**TEXTAUSZUG**
------------------------------------------------------------------------

Ebenso könnte die vielfältige Korallenlandschaft vor der Küste geschützt werden. So würden sich den Forschern zufolge auch einige überfischte Riff-Fische wieder erholen. "Gerade die Erhaltung der Wasserqualität und der Fischbestände sind für Kuba von Bedeutung", sagt auch Mauch.

Kann ein Nationalpark einen alten Konflikt lösen?

Die Verwaltung dieses Naturschutzgebiets könne die USA und Kuba ihren Streit um die Militärstation schlichten lassen, sagen Joe Roman und James Kraska, die den Artikel verfasst haben. Schon mehr als hundert Jahre sind die USA auf Kuba präsent: In den 1890er Jahren unterstützten sie Kuba zunächst beim Unabhängigkeitskampf gegen Spanien, besetzten die Insel dann nach Abzug der Spanier im Jahr 1898. Vier Jahre später versprachen die US-Amerikaner Kuba die Unabhängigkeit. Dafür wollten sie Guantánamo Bay mieten: als Marine-Stützpunkt. Unbefristet. Seit den 1960er Jahren versucht Kuba, den Küstenstreifen zurückzugewinnen. Erfolglos.

Nach den Anschlägen auf das New Yorker World Trade Center am 11. September 2001 ließ der damalige US-Präsident George W. Bush auf dem US-Militärstützpunkt ein Lager für Terrorverdächtige und Gefangene aus dem Afghanistankrieg bauen. Weil das Gefängnis außerhalb der USA liegt, ist der Rechtsstatus der Gefangenen meist unklar. Die dort praktizierten Verhör- und Foltermethoden stießen international auf heftige Kritik. "Die USA treten gegenüber anderen Staaten für Demokratie und Menschenrechte ein und betreiben gleichzeitig ein Gefangenenlager, in dem die Menschenrechte ignoriert werden", sagte Selmin Çalışkan von Amnesty International zuletzt im Januar. Guantanamo sei das Sinnbild für staatliche Willkür im Namen der Terrorismusbekämpfung.

------------------------------------------------------------------------

**INHALT DES MATERIALS**
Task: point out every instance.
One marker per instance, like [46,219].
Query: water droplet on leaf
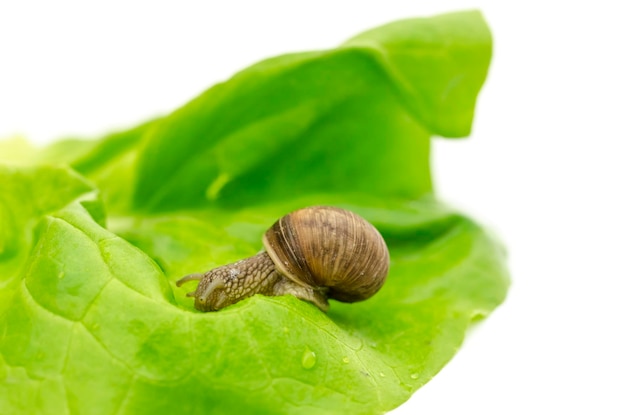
[308,358]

------------------------------------------------------------------------

**ZIEL DER AUFGABE**
Beantworte anhand des Textauszugs über Guantánamo Bay die folgenden Fragen:
(a) Welche Fische könnten sich den Forschern zufolge wieder erholen?
(b) In welchem Jahr besetzten die USA die Insel Kuba?
(c) Wer ließ nach dem 11. September 2001 ein Lager auf dem US-Militärstützpunkt bauen?
Das Material wird hierfür nicht gebraucht.

**LÖSUNG**
(a) Einige überfischte Riff-Fische könnten sich wieder erholen.
(b) Die USA besetzten Kuba im Jahr 1898.
(c) Der damalige US-Präsident George W. Bush ließ das Lager bauen.